Labeled-object pointing entries:
################
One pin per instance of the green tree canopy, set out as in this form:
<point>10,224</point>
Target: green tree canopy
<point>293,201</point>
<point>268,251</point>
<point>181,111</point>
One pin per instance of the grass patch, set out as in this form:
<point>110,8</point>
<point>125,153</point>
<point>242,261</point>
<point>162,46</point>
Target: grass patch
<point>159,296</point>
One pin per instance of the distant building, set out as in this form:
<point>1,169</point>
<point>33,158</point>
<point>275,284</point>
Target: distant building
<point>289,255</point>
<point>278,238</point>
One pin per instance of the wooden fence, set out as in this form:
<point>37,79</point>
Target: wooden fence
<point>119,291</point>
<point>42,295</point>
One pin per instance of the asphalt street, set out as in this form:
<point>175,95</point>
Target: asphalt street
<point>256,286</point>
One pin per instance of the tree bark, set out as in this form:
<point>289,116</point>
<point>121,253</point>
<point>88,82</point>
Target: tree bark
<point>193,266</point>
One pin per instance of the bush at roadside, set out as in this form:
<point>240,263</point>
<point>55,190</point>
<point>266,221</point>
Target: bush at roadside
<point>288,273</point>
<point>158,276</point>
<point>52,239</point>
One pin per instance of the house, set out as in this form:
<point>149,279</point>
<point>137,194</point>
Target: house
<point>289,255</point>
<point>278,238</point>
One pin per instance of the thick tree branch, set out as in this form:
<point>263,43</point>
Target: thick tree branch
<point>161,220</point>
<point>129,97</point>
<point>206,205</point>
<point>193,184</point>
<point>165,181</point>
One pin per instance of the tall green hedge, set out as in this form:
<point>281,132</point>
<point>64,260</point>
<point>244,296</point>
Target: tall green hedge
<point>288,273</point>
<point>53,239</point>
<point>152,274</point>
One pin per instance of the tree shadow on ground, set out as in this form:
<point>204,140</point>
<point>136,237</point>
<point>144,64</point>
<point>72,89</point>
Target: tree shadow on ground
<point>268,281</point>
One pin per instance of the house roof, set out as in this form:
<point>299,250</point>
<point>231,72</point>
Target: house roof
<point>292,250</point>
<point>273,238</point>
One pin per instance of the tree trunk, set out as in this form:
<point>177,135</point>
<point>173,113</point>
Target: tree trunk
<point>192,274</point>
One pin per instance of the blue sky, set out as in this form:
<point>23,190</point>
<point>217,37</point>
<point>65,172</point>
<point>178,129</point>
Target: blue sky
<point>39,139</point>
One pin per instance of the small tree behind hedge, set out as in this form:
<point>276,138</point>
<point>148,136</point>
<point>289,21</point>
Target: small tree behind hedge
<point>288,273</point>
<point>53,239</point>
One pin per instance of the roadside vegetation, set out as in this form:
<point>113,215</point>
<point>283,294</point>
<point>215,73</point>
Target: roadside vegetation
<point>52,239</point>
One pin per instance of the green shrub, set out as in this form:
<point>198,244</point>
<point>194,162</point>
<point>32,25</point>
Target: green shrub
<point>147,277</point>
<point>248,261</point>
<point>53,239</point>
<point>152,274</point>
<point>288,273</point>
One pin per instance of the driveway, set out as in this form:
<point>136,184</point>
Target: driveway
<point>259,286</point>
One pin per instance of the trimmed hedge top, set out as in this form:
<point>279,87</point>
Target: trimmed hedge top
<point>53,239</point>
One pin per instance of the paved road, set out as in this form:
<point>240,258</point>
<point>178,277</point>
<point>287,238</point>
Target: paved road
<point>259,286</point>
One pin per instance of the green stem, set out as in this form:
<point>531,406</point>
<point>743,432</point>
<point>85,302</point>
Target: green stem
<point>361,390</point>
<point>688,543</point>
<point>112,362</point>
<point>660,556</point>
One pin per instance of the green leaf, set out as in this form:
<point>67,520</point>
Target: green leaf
################
__What you need to do__: Print the lines above unchanged, starting with the line that contains "One pin per instance of the roadside" and continuing through the final line of the entries, with both included.

__Result for this task__:
One pin per instance of the roadside vegetation, set out as in this form:
<point>113,215</point>
<point>283,294</point>
<point>215,73</point>
Target: roadside vegetation
<point>52,239</point>
One pin per instance of the green shrub, set out as in this form:
<point>198,244</point>
<point>194,162</point>
<point>32,25</point>
Target: green shrub
<point>147,277</point>
<point>248,261</point>
<point>53,239</point>
<point>152,274</point>
<point>288,273</point>
One pin per instance of the driveway, set out as in this form:
<point>136,184</point>
Target: driveway
<point>259,286</point>
One pin per instance of the trimmed hedge top, set out as in this form:
<point>279,87</point>
Target: trimmed hedge top
<point>53,239</point>
One pin per instance of the paved road, set out as in this form:
<point>240,258</point>
<point>178,277</point>
<point>287,238</point>
Target: paved road
<point>259,286</point>
One pin per instance of the green stem, set out as in this form:
<point>531,406</point>
<point>743,432</point>
<point>85,302</point>
Target: green stem
<point>361,390</point>
<point>688,543</point>
<point>112,362</point>
<point>660,556</point>
One pin per instance of the green leaf, set out as in this form:
<point>67,520</point>
Target: green leaf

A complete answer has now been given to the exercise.